◆ TEXTO DEL DOCUMENTO:
════════

Al aplicar las leyes de la Unión los tribunales de los Estados particulares, se entregaba a la nación no solamente a jueces extranjeros, sino a jueces parciales.
Por otra parte, no era sólo su carácter el que hacía a los tribunales incapaces de servir a un fin nacional; era sobre todo su número.
En el momento en que la constitución federal ha sido concebida, había ya en los Estados Unidos trece cortes de justicia que juzgaban sin apelación. Cuéntase actualmente con veinticuatro. ¿Cómo admitir que un Estado subsista, cuando sus leyes fundamentales pueden ser interpretadas y aplicadas de veinticuatro maneras diferentes a la vez? Parecido sistema es tan contrario a la razón como a las lecciones de la experiencia.
Los legisladores de Norteamérica convinieron en crear un poder judicial federal, para aplicar las leyes de la Unión y decidir ciertas cuestiones de interés general, que fueron definidas de antemano con cuidado.
Todo el poder judicial de la Unión fue concentrado en un solo tribunal, llamado la Corte Suprema de los Estados Unidos. Pero, para facilitar la marcha de los negocios, se le adscribían tribunales interiores, encargados de juzgar con plena soberanía las causas poco importantes, o de conocer, en primera instancia, litigios más graves. Los miembros de la Corte Suprema no fueron electos por el pueblo o por la legtslatura, el presidente de los Estados Unidos debió escogerlos después de haber oído la opinión del Senado.
A fin de hacerlos independientes de los demás poderes, se les declaró inamovibles, y se decidió que su remuneración, una vez fijada, escaparía a la supervisión de la legislatura (26).
Era bastante fácil proclamar en principio el establecimiento de una justicia federal, pero surgían dificultades innumerables cuando se trataba de fijar sus atribuciones.
Manera de fijar la competencia de los tribunales federales
Dificultad de fijar la competencla de los diversos tribunales en las confederaciones - Los tribunales de la Unión obtuvieron el derecho de fijar su propia competencia - Por qué esta regla ataca la parte de soberanía que los Estados particulares se habían reservado - La soberanía de esos Estados restringida por las leyes - Los Estados particulares corren así un peligro más aparente que real.
Una primera cuestión se presentaba: la constitución de los Estados Unidos, al poner frente a frente a dos soberanías distintas, representadas, en cuanto a la justicia, por dos órdenes de tribunales diferentes, por más cuidado que le tuviese al establecer la jurisdiccíón de cada uno de esos dos tribunales, no se podía evitar que hubiese frecuentes colisiones entre ellos. Ahora bien, en ese caso, ¿a quién debía pertenecer el derecho de establecer la competencia?

════════

◆ CONSIGNA 1: En el texto sobre la justicia federal de los Estados Unidos, ¿quién debía escoger a los miembros de la Corte Suprema?
◆ CONSIGNA 2: Prolonga el texto sobre la justicia federal de los Estados Unidos a partir de su última frase.

════════

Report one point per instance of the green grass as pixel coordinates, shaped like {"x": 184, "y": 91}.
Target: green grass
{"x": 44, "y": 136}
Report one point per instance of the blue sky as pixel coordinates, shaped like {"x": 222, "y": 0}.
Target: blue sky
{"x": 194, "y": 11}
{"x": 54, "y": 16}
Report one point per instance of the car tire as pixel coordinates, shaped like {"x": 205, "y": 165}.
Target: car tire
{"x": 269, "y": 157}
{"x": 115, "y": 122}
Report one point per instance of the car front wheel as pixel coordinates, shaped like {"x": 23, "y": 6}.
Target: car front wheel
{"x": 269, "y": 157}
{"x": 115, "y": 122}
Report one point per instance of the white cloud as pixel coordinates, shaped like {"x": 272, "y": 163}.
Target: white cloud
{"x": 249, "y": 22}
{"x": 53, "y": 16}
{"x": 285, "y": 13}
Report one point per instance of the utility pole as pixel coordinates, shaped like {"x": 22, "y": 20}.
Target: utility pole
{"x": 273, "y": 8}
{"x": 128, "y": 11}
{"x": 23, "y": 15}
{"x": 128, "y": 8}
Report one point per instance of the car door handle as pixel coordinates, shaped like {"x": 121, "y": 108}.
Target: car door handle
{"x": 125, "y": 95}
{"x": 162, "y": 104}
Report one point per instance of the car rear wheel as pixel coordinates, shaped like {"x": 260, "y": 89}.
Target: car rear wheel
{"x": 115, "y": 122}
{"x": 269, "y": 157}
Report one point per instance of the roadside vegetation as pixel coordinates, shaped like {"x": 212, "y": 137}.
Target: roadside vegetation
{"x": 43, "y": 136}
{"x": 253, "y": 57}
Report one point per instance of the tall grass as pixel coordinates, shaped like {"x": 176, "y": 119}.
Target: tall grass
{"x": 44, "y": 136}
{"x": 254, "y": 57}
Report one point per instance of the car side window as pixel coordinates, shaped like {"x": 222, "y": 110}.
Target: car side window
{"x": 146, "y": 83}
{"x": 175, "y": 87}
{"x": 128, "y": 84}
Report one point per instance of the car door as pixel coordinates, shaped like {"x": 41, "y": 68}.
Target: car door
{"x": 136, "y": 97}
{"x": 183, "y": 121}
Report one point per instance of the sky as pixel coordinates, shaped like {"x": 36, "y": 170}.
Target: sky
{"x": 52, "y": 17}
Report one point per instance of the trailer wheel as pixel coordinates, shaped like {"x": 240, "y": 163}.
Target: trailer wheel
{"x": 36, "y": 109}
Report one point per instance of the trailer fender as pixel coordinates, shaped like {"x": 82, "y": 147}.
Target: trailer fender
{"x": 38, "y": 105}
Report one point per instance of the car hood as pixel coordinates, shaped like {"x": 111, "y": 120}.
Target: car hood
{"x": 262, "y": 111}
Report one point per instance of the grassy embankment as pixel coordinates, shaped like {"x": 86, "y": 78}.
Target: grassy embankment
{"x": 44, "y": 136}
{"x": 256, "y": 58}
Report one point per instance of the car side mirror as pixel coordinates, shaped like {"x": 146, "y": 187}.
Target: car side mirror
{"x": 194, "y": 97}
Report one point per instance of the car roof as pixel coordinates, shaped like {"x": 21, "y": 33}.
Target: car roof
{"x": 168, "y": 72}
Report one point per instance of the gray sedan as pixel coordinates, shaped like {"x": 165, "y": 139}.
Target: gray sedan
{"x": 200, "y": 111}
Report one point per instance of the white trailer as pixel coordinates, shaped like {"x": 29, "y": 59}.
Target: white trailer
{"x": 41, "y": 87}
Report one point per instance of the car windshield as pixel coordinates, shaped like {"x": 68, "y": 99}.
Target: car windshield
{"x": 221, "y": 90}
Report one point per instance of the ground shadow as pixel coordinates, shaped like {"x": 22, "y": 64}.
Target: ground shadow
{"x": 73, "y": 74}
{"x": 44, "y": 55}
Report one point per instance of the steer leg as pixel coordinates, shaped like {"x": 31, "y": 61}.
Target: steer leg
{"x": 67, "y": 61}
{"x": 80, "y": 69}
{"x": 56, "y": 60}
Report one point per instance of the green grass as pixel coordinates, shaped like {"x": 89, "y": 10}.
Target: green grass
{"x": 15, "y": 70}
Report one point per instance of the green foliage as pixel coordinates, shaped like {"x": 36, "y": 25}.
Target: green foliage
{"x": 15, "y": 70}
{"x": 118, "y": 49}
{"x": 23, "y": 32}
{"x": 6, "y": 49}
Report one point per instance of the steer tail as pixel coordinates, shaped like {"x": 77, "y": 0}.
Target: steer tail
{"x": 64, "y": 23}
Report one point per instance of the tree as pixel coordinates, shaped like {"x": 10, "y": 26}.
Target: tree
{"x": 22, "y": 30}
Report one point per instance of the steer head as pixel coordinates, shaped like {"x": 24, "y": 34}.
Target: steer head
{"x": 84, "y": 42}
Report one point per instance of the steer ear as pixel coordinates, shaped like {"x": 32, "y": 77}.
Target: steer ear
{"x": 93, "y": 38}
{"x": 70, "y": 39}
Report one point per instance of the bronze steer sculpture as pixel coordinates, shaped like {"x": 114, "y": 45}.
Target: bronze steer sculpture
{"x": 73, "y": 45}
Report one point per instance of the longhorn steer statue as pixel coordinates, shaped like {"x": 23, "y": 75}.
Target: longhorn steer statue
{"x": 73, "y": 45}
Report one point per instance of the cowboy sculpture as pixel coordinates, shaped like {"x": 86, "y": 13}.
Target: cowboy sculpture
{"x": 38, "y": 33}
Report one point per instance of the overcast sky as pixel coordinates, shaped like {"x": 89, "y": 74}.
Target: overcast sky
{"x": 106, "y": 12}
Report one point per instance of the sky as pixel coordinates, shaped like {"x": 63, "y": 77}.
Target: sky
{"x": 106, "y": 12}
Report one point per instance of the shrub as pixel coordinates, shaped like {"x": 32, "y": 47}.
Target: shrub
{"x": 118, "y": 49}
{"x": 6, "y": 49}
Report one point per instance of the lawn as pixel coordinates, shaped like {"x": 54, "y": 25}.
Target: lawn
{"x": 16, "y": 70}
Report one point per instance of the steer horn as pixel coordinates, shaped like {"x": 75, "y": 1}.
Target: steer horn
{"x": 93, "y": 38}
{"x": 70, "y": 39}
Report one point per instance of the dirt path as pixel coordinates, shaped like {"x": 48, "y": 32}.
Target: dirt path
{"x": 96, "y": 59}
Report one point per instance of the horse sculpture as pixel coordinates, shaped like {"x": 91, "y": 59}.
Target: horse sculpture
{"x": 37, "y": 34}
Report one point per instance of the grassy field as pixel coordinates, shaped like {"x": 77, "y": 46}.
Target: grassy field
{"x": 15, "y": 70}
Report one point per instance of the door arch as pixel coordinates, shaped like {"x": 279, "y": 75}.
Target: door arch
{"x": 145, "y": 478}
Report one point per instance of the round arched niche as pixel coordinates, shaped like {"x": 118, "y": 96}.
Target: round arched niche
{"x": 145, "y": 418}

════════

◆ RESPUESTA DEL EJERCICIO 1: Los escogía el presidente de los Estados Unidos después de haber oído la opinión del Senado.

◆ RESPUESTA DEL EJERCICIO 2:
Entre los pueblos que no forman sino una sola y misma sociedad politica, cuando una cuestión de competencia surge entre dos tribunales, es llevada en general ante un tercero que sirve de árbitro.
Esto se hace sin dificultad, porque en esos pueblos las cuestiones de competencia judicial no tienen ninguna relacíón con las cuestiones de soberania nacional.
Pero, por encima de la corte superior de un Estado partícular y de la Corte superior de los Estados Unidos, era imposible establecer un tribunal cualquiera que no perteneciera a uno u otro.
Era necesario dar a una de las dos cortes el derecho de juzgar su propia causa, y aceptar. o retener el conocimiento del asunto que se le sometiera. No se podía conceder ese privilegio a las diversas cortes de los EstadOs; hubiera sido destruir la soberanía de la Unión, de hecho, después de haberla establecido en derecho; porque la interpretación de la constitución había devuelto bien pronto a los Estados particulares la parte de independencia que los términos de la constitución les quitaban.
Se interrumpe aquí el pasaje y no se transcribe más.